Return each line of the entries that mentions the word "grazing".
Segment Start: Extracted data
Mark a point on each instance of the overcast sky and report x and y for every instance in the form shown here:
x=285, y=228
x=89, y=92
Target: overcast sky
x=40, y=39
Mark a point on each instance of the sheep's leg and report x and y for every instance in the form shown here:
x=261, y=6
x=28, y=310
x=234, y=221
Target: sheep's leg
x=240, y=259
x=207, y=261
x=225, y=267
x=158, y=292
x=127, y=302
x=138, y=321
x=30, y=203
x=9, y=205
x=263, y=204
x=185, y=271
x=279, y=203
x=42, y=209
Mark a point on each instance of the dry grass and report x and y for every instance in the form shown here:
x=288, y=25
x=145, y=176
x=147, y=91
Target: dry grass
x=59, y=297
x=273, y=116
Segment End: Extracted data
Segment Start: Extracted data
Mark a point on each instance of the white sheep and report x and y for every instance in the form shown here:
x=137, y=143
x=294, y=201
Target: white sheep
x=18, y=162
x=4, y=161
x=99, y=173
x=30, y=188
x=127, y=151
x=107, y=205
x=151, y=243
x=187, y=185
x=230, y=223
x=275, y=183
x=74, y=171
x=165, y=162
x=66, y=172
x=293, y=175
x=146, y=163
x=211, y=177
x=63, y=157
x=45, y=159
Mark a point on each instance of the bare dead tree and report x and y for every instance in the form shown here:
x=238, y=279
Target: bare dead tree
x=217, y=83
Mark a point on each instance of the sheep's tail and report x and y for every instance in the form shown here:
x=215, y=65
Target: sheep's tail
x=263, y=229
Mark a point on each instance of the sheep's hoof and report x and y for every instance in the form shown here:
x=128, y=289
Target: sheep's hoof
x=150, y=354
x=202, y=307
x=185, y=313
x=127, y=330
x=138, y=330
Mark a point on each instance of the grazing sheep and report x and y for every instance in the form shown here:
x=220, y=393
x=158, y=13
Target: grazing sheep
Segment End: Extracted data
Output for this exercise:
Mark a point on each instance of the grazing sheep and report x and y for every instance in the form shown here:
Target: grazing sheep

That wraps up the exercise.